Annotation dataset entries:
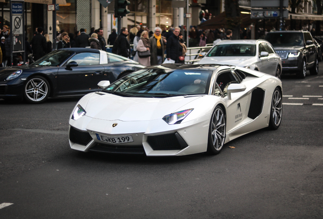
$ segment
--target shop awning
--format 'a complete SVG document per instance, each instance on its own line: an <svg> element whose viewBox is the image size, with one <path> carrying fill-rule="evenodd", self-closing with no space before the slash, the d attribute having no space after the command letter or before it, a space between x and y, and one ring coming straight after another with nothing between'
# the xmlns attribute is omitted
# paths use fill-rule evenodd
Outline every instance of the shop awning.
<svg viewBox="0 0 323 219"><path fill-rule="evenodd" d="M0 2L8 2L8 1L0 0ZM52 0L25 0L25 2L28 2L30 3L38 3L38 4L53 4ZM56 4L59 5L67 5L66 0L56 0Z"/></svg>
<svg viewBox="0 0 323 219"><path fill-rule="evenodd" d="M293 20L323 20L323 15L288 13L289 19Z"/></svg>

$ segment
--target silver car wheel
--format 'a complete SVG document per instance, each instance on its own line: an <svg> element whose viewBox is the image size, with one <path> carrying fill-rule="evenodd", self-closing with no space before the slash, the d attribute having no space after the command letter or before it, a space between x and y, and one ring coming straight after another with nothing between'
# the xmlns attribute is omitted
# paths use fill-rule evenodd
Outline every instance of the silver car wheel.
<svg viewBox="0 0 323 219"><path fill-rule="evenodd" d="M42 77L29 79L25 86L24 96L30 102L40 102L44 101L49 92L48 82Z"/></svg>
<svg viewBox="0 0 323 219"><path fill-rule="evenodd" d="M273 121L276 126L279 126L281 121L282 104L281 95L279 91L276 90L274 93L271 104L272 117Z"/></svg>
<svg viewBox="0 0 323 219"><path fill-rule="evenodd" d="M225 138L225 120L221 108L217 108L211 120L211 136L213 147L216 151L222 149Z"/></svg>

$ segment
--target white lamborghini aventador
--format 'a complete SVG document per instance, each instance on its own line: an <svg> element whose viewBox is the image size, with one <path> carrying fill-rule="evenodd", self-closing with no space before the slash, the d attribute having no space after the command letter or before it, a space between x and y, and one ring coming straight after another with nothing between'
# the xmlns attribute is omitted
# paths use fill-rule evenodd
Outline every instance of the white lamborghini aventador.
<svg viewBox="0 0 323 219"><path fill-rule="evenodd" d="M216 154L231 140L281 122L280 80L243 67L165 64L98 86L71 115L72 149Z"/></svg>

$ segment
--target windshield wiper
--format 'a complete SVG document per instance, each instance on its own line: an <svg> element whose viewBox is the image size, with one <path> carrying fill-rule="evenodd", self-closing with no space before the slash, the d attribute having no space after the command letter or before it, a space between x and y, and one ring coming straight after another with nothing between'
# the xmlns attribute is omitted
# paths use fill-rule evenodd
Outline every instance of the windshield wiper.
<svg viewBox="0 0 323 219"><path fill-rule="evenodd" d="M102 91L106 92L106 93L111 93L111 94L112 94L117 95L118 96L122 96L122 97L134 97L134 96L136 96L133 95L132 94L127 94L126 93L122 93L122 92L118 92L118 91L108 91L108 90L103 90Z"/></svg>

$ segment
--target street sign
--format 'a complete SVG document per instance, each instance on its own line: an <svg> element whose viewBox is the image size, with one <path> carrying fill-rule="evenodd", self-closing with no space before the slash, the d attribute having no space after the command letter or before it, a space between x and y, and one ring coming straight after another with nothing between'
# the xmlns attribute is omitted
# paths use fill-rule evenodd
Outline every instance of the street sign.
<svg viewBox="0 0 323 219"><path fill-rule="evenodd" d="M263 18L279 18L280 16L279 9L251 9L251 14L250 18L252 19L263 19ZM288 11L285 9L283 11L283 17L288 18Z"/></svg>
<svg viewBox="0 0 323 219"><path fill-rule="evenodd" d="M250 0L251 8L280 8L280 0ZM288 0L283 0L283 8L288 8Z"/></svg>
<svg viewBox="0 0 323 219"><path fill-rule="evenodd" d="M13 15L12 22L13 22L12 33L14 34L22 34L23 33L22 16Z"/></svg>
<svg viewBox="0 0 323 219"><path fill-rule="evenodd" d="M47 11L55 11L55 5L54 4L47 5Z"/></svg>

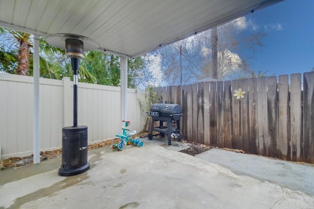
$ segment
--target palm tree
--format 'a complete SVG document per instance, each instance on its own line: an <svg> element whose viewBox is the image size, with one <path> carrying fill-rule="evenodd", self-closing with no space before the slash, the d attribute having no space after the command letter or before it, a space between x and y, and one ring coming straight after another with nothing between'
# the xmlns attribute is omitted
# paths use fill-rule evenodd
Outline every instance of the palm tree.
<svg viewBox="0 0 314 209"><path fill-rule="evenodd" d="M17 54L18 67L16 74L23 76L28 75L29 65L29 48L32 47L29 42L30 34L11 29L6 29L19 44Z"/></svg>
<svg viewBox="0 0 314 209"><path fill-rule="evenodd" d="M32 53L30 49L33 47L32 39L30 34L23 32L5 28L15 39L15 42L17 44L17 67L16 73L23 76L31 75L32 73ZM0 27L0 34L5 30ZM42 52L40 57L40 76L44 78L55 79L62 79L64 77L71 77L72 71L69 70L70 65L66 63L64 66L60 66L60 63L56 63L57 60L49 60L49 57L52 57L55 54L59 56L65 57L65 51L63 49L57 48L48 44L44 38L39 40L39 47ZM6 53L3 52L3 53ZM7 53L7 52L6 52ZM0 55L1 53L0 53ZM14 60L12 60L13 61ZM57 67L59 65L58 67ZM63 68L63 69L62 69ZM64 69L66 69L64 70ZM60 69L62 73L59 72ZM31 70L30 72L30 70ZM66 73L64 73L65 72ZM79 81L94 83L96 82L95 77L85 68L79 66L78 69Z"/></svg>

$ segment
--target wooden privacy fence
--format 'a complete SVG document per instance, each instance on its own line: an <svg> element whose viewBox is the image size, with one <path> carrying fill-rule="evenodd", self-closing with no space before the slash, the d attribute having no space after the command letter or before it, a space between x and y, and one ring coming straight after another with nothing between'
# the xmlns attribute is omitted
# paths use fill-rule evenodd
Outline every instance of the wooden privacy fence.
<svg viewBox="0 0 314 209"><path fill-rule="evenodd" d="M238 100L234 91L246 92ZM187 140L314 163L314 72L158 87L181 105ZM161 95L161 93L162 93Z"/></svg>

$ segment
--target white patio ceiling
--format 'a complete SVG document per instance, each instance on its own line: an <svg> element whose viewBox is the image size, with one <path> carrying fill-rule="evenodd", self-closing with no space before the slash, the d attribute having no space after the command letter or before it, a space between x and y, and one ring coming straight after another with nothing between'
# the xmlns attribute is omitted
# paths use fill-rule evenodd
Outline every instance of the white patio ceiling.
<svg viewBox="0 0 314 209"><path fill-rule="evenodd" d="M0 0L0 26L81 35L129 58L282 0Z"/></svg>

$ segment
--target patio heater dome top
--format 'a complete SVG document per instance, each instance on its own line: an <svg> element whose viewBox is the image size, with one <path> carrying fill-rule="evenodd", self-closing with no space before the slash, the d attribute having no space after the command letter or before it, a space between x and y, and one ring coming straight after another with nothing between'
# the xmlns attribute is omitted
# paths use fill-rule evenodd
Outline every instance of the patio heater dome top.
<svg viewBox="0 0 314 209"><path fill-rule="evenodd" d="M94 40L80 35L71 33L56 33L46 37L46 40L52 45L58 48L66 49L65 40L67 39L78 39L84 45L84 51L92 51L99 48L100 45Z"/></svg>

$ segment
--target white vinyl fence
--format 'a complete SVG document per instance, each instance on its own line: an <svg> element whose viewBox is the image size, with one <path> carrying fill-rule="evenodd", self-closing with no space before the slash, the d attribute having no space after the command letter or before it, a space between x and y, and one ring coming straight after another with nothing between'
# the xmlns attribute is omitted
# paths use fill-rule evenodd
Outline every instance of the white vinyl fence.
<svg viewBox="0 0 314 209"><path fill-rule="evenodd" d="M0 153L1 158L32 153L33 79L0 74ZM73 125L73 85L63 80L40 78L40 150L62 145L62 129ZM121 133L120 87L78 83L78 125L88 127L88 141L94 143ZM131 130L139 131L145 113L138 99L145 92L128 89L128 118Z"/></svg>

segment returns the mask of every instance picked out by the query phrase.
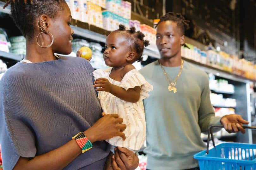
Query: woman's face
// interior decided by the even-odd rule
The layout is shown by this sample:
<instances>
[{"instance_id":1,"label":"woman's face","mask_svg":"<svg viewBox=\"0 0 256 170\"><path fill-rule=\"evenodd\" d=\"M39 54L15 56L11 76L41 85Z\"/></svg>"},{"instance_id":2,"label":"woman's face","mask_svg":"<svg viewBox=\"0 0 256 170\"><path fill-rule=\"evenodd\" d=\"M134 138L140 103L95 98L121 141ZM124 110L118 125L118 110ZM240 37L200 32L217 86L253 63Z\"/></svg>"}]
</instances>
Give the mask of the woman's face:
<instances>
[{"instance_id":1,"label":"woman's face","mask_svg":"<svg viewBox=\"0 0 256 170\"><path fill-rule=\"evenodd\" d=\"M74 31L70 27L72 17L68 5L63 4L64 10L59 11L58 16L52 20L49 31L54 38L52 46L54 53L68 54L72 52L72 35Z\"/></svg>"}]
</instances>

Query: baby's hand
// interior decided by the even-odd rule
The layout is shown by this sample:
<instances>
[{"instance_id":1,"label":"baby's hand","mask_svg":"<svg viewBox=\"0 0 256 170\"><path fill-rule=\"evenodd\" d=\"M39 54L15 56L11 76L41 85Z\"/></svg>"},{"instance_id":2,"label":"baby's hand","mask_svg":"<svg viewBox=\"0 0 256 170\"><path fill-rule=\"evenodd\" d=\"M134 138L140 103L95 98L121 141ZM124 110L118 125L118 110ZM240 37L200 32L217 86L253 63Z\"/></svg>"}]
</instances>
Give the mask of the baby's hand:
<instances>
[{"instance_id":1,"label":"baby's hand","mask_svg":"<svg viewBox=\"0 0 256 170\"><path fill-rule=\"evenodd\" d=\"M97 79L94 82L94 84L93 87L96 88L96 90L97 91L110 92L111 91L112 84L106 78L101 77Z\"/></svg>"},{"instance_id":2,"label":"baby's hand","mask_svg":"<svg viewBox=\"0 0 256 170\"><path fill-rule=\"evenodd\" d=\"M79 50L76 52L76 57L80 57L80 56L81 55L81 54L82 54L82 52ZM91 56L91 57L89 59L88 59L87 60L87 61L90 61L92 60L92 57Z\"/></svg>"}]
</instances>

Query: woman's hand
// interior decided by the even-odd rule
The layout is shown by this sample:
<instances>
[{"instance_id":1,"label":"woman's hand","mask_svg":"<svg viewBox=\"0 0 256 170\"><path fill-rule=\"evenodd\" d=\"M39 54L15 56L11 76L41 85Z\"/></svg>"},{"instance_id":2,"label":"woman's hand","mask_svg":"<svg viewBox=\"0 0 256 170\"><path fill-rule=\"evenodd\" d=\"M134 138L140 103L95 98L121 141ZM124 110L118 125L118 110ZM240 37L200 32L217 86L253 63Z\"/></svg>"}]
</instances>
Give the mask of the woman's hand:
<instances>
[{"instance_id":1,"label":"woman's hand","mask_svg":"<svg viewBox=\"0 0 256 170\"><path fill-rule=\"evenodd\" d=\"M80 55L81 55L81 54L82 54L82 52L79 50L76 51L76 57L80 57ZM92 56L91 56L91 57L89 59L87 60L88 61L90 61L92 60Z\"/></svg>"},{"instance_id":2,"label":"woman's hand","mask_svg":"<svg viewBox=\"0 0 256 170\"><path fill-rule=\"evenodd\" d=\"M115 148L115 155L112 157L114 170L134 170L138 165L138 156L132 151L122 147Z\"/></svg>"},{"instance_id":3,"label":"woman's hand","mask_svg":"<svg viewBox=\"0 0 256 170\"><path fill-rule=\"evenodd\" d=\"M92 143L120 136L124 140L125 133L122 132L126 128L126 125L122 124L123 119L117 114L103 113L103 117L84 133Z\"/></svg>"}]
</instances>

◆ **Task instructions**: Copy out every line of the data above that includes the string "vinyl", matching case exactly.

◆ **Exercise output**:
--target white vinyl fence
Outline every instance of the white vinyl fence.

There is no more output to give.